▶ [CONSIGNES DE L'EXERCICE]:
1: Résumez en deux phrases le texte fourni.
2: Les affirmations suivantes concordent-elles avec le texte fourni ? Répondez par oui ou par non pour chacune, en citant les mots du texte qui tranchent. (a) Au Parlement Européen, le courant de la réaction musclée l'a emporté. (b) Les débats de certains forums sont comparés à des ruches bourdonnantes. (c) La déportation culturelle donne, depuis un siècle, des citoyens brisés et blasés.

▶ [TEXTE FOURNI]:
________________________________________
Entretemps le Parlement Européen s’est réuni, sans oser tirer sur ces assaillants: «inermes». Deux courants se sont alors partagés l’émicycle: la réaction musclée ou le développement réel de ces peuples chez eux. C’est ce dernier courant qui a fini par l’emporter. Un véritable plan Marshall a été voté…
Tel est le drame de la dérive africaine dans beaucoup d’endroits16. Comment peut-on servir un continent, annihilé anthropologiquement et axiologiquement? Un continent où on est que de corps, le cœur étant ailleurs? Quand le milieu rural, devenu opaque pour ses composantes n’attend d’éclairage qu’à partir de la ville; quand la ville, elle-même, attend sa lumière d’un ailleurs résolument et irrémédiablement inconnu, la mondialisation devient un bulldozer en douceur aux suites imprévisibles17.
Ayant ainsi perdu leurs repères, les masses africaines sont alors habituées à obéir sans comprendre, pourvu que l’ordre vienne d’en haut, des chefs du «nous» béni, même s’il invite à tuer. Tel est l’effet de la déportation culturelle qui donne, depuis un siècle, des citoyens brisés et blasés, n’aimant que la sécurité individuelle et le profit immédiat. Tel est l’effet d’un génie créateur qui a tari, laissant la place à l’inertie et à la léthargie: un vide qui attend n’importe quoi pour être comblé: un brouillard tissé dans les cerveaux et engourdissant les cœurs18.
Ce brouillard risque de s’approfondir avec l’actuelle communication tous azimuts, fonctionnant sur fond de vide axiologique à beaucoup d’endroits. Il est par exemple, en train de se développer, un parler chaud, empreint d’une très forte affectivité. La rigueur et la cohérence internes des discours fait de plus en plus place à la résonance physique et émotionnelle des messages. Une logique sensorielle est en route, profitant du vide axiologique. L’homme est ainsi fragmenté, voire éclaté.
C’est ainsi que les débats, dans certains forums, ressemblent à des ruches bourdonnantes, où chacun, au lieu de raisonner, résonne à la vibration des messages. Ce qui accuse une adolescence collective, où la concentration rigoureuse sur des concepts devient fort coûteuse, au profit d’un certain aventurisme intellectuel et d’une pollution par le trop plein de bruits, assourdissants au sens acoustique du mot. Ce n’est pas pour rien que la sagesse populaire a inventé le proverbe suivant: “ce sont les tonneaux les plus vides qui font le plus de bruit”. Cela cause un grand émiettement, entraînant à son tour, une certaine hypnose de la raison, au profit de la passion. En d’autres mots, une extériorisation trop poussée de la personne, provoquant un endormissement de la vie intérieure, ne peut que conduire à l’aliénation, c’est-à-dire le fait d’être étranger à soi-même et d’être commandé du dehors et de loin. Tels sont les effets d’une mondialisation à sens unique, semblable à un bulldozer en douceur19.
________________________________________
▶ [ENTRÉES DE DONNÉES]:
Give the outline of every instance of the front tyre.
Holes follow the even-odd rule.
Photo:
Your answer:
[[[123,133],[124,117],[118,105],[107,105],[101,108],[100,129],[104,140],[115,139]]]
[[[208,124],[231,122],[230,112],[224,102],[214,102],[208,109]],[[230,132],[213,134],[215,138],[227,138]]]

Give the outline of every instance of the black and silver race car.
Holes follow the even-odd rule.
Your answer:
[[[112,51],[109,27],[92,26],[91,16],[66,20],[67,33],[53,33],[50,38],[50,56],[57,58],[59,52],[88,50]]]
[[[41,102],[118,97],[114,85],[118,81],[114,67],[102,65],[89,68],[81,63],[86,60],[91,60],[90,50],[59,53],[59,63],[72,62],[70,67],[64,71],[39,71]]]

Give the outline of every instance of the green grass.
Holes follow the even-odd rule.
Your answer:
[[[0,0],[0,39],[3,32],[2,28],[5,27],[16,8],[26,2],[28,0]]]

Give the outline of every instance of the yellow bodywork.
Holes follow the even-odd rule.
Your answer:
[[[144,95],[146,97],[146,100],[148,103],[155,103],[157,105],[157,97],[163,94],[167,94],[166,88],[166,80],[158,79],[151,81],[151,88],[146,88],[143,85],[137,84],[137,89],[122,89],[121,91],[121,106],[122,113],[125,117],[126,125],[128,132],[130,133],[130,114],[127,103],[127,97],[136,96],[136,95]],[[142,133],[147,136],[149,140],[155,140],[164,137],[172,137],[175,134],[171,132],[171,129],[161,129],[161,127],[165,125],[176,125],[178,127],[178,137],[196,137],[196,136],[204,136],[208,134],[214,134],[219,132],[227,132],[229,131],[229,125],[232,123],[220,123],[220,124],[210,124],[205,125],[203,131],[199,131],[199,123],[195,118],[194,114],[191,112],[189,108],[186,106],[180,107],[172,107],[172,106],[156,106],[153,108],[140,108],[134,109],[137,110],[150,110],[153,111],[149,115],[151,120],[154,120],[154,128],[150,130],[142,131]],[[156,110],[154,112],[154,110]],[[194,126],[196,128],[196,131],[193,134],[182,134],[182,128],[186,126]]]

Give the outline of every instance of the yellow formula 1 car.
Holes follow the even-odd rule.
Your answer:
________________________________________
▶ [RÉPONSES PAR CONSIGNE]:
1: Selon le texte, les masses africaines, ayant perdu leurs repères sous l'effet d'une déportation culturelle, sont habituées à obéir sans comprendre aux ordres venus d'en haut, et un vide attend n'importe quoi pour être comblé. Ce brouillard risque de s'approfondir avec une communication tous azimuts où la résonance émotionnelle des messages prend la place de la rigueur des discours, ce qui conduit à l'aliénation, effet d'une mondialisation à sens unique semblable à un bulldozer en douceur.

2:
(a) Non : « C’est ce dernier courant qui a fini par l’emporter. » Ce dernier courant est « le développement réel de ces peuples chez eux ».
(b) Oui : « les débats, dans certains forums, ressemblent à des ruches bourdonnantes ».
(c) Oui : « Tel est l’effet de la déportation culturelle qui donne, depuis un siècle, des citoyens brisés et blasés ».